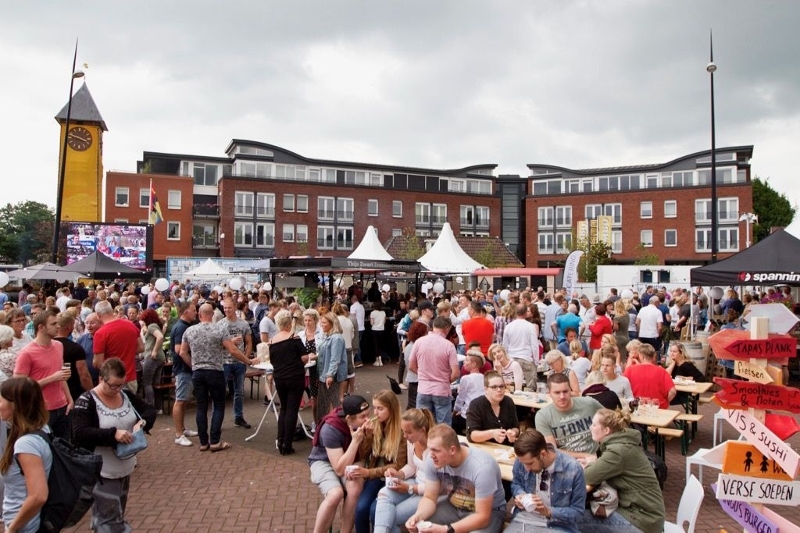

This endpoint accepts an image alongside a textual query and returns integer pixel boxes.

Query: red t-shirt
[14,341,67,411]
[94,318,139,382]
[461,316,494,357]
[625,363,675,409]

════════════════

* _What you are asked to do_: Render the lines of the records as a numbered list, leaving out blank lines and omitting the pictures from your answer.

* _The answer_:
1. This endpoint accepts an image alongside a textual query and returns integer pixel boxes.
2. Query: red t-shirt
3. [14,341,67,411]
4. [94,318,139,382]
5. [461,316,494,357]
6. [625,363,675,409]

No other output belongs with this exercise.